# start of INFORMATION SUPPLIED
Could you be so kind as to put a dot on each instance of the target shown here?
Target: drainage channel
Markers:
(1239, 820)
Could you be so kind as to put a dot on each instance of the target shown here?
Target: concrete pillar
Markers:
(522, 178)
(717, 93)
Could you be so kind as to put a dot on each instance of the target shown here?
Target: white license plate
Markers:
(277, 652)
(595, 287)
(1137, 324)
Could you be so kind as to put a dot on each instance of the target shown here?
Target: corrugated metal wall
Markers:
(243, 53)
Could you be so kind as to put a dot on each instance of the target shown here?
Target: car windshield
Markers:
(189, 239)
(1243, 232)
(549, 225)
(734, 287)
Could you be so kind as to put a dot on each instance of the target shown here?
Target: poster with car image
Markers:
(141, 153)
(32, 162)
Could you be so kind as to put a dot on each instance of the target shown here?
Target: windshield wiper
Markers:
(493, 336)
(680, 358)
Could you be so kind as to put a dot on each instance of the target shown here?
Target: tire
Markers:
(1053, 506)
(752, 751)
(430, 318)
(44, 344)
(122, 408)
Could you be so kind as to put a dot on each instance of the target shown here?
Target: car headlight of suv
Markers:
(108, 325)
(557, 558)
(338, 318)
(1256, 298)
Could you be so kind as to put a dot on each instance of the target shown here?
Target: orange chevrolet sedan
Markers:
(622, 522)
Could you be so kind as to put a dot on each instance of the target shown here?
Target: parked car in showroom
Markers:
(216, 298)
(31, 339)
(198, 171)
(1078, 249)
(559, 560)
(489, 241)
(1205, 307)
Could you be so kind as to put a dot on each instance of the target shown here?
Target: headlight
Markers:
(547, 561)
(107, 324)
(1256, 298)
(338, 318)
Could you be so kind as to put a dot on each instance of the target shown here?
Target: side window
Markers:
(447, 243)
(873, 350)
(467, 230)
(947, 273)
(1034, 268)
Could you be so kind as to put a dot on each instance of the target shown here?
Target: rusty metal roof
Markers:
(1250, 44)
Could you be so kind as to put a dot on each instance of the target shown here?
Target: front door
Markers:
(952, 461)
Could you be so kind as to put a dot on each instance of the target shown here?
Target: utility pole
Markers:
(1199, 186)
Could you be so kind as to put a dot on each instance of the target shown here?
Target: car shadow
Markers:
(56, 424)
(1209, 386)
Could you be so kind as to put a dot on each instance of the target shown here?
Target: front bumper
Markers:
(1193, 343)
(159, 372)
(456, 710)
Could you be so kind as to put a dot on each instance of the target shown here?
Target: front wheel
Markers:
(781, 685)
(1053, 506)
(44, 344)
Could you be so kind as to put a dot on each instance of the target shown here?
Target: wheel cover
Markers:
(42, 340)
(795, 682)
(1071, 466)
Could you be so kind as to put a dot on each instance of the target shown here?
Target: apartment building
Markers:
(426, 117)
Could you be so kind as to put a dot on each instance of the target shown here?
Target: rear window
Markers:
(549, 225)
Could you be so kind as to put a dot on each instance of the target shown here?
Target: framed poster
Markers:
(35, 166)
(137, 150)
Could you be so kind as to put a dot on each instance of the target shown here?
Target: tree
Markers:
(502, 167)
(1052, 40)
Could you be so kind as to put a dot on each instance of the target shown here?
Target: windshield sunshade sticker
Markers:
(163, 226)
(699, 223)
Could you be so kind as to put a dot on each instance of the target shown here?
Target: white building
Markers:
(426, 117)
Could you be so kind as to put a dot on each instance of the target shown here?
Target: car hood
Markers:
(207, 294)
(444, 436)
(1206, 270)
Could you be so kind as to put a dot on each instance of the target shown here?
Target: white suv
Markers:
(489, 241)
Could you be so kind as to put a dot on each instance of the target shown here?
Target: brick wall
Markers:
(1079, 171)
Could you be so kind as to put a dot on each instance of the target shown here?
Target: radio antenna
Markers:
# end of INFORMATION SUPPLIED
EXERCISE DESCRIPTION:
Count the lines in the rows above that contain the word "white". Reply with the number alone.

EXPECTED ANSWER:
3